> _Page excerpt_
↓↓↓

# Hedgehog Stuffed animals



## Chihirolee3

Couldn't find a topic about this, so here we go.

While Christmas shopping, I happened upon an ADORABLE little stuffed animal. It looked like a hedgehog, but they either all green colored or all red colored. Plus they had little antlers on them. I thought they were sooooo cute, but i didn't have the money to get one (i have a strict budget, and loving stuffed animals does not help  ), and today, I had a bit extra cash with me when I went up to the city, but they were all gone. I just got onto Amazon, and I discovered there's a plethora of them! I want all of them now, and make Pindsvin's area covered in hedgies!
Anyways, I am sure many know there's a TY beanie baby hedgehog which has 3 different versions (his name is Prickles), and in the Pokemon franchise, there's an adorable pokemon called shaymin, who has two forms, one looking like a hedgehog with flowers on its back (so cute!) and the other looking like a deer (my most favorite animal). I am sure Aurora has a hedgehog stuffed animal too....So here's my question/discussion creator, what hedgehog stuffed animals have you seen? 
Here's the link to Amazon's Ganley the hedgehog Amazon.com: gund ganley


----------



## Haley

Ikea has a cute flower holding hedgehog.

There are little plastic hedgehogs that are lipgloss pots. They were a little expensive so we passed on it.

↑↑↑

> _Listed records_
↓↓↓

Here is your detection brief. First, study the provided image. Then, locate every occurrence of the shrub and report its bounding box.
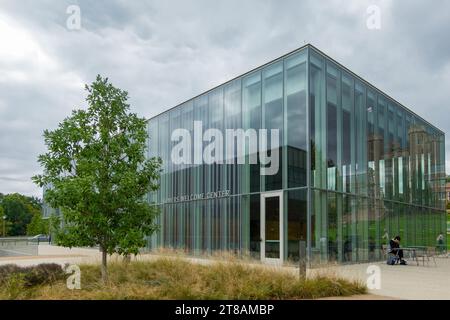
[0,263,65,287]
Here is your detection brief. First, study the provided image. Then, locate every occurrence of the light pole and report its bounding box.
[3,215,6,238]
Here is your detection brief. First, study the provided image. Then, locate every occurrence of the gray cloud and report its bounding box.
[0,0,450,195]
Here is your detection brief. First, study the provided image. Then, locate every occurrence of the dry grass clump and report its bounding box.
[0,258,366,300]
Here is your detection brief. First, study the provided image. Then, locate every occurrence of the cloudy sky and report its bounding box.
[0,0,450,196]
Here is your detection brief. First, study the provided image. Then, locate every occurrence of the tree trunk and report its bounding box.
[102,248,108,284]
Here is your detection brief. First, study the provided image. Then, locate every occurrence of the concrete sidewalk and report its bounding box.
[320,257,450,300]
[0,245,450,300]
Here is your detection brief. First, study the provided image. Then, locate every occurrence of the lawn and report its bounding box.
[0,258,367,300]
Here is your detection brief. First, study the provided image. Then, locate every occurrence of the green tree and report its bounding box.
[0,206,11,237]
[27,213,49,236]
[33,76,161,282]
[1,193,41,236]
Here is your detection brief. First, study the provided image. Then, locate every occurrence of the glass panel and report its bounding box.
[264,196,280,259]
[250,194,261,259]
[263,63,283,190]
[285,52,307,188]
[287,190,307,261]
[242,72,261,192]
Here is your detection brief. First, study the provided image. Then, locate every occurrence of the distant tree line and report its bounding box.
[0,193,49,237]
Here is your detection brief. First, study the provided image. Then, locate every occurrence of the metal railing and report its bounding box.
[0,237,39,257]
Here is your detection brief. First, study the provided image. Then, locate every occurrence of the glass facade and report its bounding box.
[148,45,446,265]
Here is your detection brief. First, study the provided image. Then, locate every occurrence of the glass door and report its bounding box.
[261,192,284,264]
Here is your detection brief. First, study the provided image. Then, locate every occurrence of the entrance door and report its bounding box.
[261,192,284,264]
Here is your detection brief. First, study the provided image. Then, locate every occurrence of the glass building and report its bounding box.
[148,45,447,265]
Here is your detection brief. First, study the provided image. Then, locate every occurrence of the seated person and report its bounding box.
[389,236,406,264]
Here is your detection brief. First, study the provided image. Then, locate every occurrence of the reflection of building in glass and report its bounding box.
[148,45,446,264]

↑↑↑
↓↓↓

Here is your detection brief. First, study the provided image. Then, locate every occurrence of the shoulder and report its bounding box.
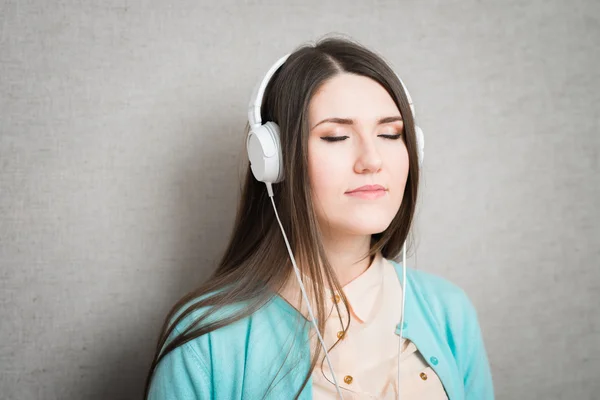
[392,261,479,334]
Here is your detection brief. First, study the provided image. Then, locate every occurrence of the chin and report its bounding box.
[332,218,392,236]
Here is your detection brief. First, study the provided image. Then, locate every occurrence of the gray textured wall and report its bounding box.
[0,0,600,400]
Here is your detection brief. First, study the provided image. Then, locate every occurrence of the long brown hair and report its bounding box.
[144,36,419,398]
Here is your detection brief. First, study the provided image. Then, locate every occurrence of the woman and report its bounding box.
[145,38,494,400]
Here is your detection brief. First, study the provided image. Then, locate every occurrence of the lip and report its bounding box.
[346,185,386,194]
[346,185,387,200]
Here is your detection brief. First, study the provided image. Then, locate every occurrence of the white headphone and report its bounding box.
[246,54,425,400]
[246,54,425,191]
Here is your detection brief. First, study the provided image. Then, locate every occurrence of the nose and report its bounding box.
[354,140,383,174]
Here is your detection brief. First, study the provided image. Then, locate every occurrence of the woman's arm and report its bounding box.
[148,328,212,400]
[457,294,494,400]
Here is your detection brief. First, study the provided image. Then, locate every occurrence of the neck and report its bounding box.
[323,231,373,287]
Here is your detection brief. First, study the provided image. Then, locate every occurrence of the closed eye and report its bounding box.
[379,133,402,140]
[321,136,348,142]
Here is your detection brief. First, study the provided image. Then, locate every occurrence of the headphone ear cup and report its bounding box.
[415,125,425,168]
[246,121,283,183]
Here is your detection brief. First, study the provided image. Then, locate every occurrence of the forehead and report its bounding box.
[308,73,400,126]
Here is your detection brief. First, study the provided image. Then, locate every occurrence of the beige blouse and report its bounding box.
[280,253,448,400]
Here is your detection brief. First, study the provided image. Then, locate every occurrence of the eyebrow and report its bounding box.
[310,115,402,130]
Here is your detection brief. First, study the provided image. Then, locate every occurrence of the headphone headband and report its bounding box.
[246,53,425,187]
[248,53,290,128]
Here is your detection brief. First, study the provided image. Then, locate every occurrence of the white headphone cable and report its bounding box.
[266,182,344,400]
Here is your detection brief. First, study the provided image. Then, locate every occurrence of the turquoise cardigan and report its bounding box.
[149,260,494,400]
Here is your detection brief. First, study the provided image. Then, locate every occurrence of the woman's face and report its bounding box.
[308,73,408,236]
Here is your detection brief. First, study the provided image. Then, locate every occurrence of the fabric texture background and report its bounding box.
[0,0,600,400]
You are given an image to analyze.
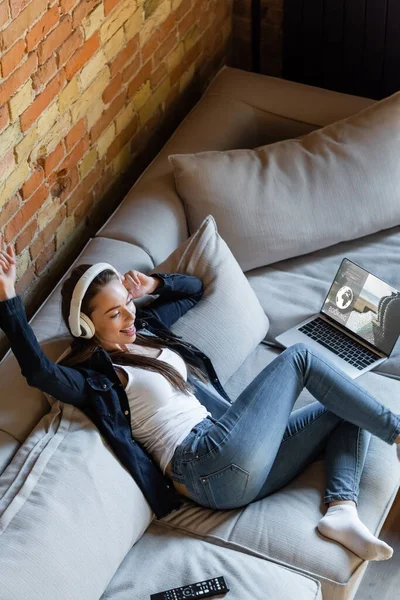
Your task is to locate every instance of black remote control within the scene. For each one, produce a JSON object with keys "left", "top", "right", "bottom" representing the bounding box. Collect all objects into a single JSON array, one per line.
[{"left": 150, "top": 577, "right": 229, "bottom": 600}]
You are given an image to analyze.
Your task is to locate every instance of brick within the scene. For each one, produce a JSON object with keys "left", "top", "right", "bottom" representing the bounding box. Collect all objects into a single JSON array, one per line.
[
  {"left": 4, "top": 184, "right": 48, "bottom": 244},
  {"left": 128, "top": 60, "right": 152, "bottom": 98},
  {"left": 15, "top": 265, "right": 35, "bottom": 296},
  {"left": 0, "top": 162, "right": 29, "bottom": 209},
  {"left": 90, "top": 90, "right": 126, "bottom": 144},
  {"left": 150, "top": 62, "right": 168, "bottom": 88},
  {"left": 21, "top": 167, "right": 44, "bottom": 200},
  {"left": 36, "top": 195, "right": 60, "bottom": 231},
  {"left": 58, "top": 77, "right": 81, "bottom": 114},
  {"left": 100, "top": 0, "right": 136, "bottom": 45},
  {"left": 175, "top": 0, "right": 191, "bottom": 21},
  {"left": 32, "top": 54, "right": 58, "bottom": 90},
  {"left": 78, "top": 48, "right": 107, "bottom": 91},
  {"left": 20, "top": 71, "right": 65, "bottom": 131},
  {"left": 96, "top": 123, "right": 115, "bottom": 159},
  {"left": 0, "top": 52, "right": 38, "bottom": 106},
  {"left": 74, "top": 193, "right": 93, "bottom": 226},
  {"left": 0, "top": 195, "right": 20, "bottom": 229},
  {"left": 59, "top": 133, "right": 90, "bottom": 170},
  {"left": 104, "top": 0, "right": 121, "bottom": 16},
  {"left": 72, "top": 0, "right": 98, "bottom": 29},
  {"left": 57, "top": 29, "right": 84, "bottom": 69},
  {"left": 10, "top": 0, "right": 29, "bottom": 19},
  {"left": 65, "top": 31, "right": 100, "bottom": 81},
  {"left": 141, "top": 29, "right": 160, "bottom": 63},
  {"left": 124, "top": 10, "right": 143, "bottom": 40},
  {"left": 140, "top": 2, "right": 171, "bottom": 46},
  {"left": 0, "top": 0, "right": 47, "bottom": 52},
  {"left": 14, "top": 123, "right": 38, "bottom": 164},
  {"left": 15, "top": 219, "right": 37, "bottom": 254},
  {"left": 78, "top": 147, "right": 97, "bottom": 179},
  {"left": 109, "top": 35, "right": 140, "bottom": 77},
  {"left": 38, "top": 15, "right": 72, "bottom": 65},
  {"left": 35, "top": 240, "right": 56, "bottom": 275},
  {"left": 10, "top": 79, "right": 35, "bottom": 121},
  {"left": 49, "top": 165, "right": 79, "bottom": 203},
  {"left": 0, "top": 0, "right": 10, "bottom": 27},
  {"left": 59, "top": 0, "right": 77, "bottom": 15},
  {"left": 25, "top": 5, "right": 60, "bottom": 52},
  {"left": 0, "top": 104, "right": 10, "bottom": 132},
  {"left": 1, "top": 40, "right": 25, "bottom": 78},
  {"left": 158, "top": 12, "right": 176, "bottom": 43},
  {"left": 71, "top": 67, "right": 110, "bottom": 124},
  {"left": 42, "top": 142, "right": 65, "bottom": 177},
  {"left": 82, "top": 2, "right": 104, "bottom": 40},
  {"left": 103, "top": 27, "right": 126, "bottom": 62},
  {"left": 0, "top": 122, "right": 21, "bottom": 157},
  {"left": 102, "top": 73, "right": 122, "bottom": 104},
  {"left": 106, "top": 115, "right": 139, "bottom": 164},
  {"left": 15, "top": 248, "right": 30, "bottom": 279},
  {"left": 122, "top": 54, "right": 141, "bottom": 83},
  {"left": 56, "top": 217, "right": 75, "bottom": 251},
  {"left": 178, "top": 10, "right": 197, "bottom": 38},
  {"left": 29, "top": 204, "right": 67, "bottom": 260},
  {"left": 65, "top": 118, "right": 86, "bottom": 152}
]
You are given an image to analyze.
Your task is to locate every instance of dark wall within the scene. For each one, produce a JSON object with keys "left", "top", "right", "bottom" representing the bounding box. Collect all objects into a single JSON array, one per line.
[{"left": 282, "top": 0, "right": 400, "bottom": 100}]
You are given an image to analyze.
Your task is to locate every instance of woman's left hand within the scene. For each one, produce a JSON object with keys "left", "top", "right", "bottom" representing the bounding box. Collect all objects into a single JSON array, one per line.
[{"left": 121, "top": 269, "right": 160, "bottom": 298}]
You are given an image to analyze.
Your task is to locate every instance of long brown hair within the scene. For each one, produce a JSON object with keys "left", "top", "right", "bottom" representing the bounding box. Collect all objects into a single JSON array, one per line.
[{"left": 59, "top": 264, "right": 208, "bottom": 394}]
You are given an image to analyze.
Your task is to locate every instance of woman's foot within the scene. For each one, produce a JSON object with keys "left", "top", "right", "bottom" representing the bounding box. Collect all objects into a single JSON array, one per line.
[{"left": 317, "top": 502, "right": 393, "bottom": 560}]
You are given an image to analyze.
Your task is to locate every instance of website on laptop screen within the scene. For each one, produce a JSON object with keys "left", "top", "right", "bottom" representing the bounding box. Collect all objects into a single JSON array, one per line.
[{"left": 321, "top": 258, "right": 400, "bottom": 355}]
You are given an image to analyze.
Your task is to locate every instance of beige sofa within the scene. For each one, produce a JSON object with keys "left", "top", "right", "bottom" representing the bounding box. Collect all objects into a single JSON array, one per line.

↑↑↑

> _Problems and tasks_
**1.** In the forum thread about hedgehog stuffed animals, what is the name of the TY beanie baby hedgehog?
**2.** Pick up the forum thread about hedgehog stuffed animals where it stops, and keep it going.

> _Exercise responses_
**1.** Prickles

**2.**
We did get this one, it is 4.5 inches. Made by Ganz $3.99


----------



## Haley




----------



## Zippy

The link doesn't work, but I sure have seem some cute ones! I'm trying to sew one and felt a custom one right now so they look just like Zippy. Felting seems to work pretty well so far


----------



## xxkrysta

Amazon has a lot of cute hedgehog things! I was browsing and found this cutie

Amazon.com: Warning Decal, Property Protected By A Highly Trained - Hedgehog Pet Bumper, Cage Or Window Sticker - 5.75x3.25 inch: Automotive

but at one point my local walmart had hedgehog stuffies (it was around valentine's day and it was holding a sign that said 'im stuck on you' and it was huge).


----------



## JulieAnne

I have the same one that haley posted . Haley, where did you get yours?


----------



## Beloved Doll

I've bought several and people give them to me as gifts. ~_~ And this doesn't count all the Sonic the Hedgehog plushes that I have either. XD


----------



## ceopet

At a high end toy store a couple months back we saw awesome little hedgie toys I forget what company made them though so I haven't been able to look for them They were so adorable.


----------



## Haley

JulieAnne said:


> I have the same one that haley posted . Haley, where did you get yours?


At a bookstore, Books A Million, while on vacation.
We also have the Ikea one and the book from Ikea. I might be starting a collection...

My sil gave us some Hedgehog coins as well. And a family friend got us the Beware of Hedgehog sticker linked in xxk's link.


----------



## Haley

I want the Folktales puppet, for obvious reasons (see blog)


----------



## Chihirolee3

hmmm...i don't know why the link doesn't work...well if you type Ganley Gund into Amazon, you'll see them  Anyway's here's a pic of the ones I saw








They are really tiny too, smaller than actual hedgehogs. If you make sure the threads on it are secure and maybe get ones without the antlers, it'd make a good cage friend.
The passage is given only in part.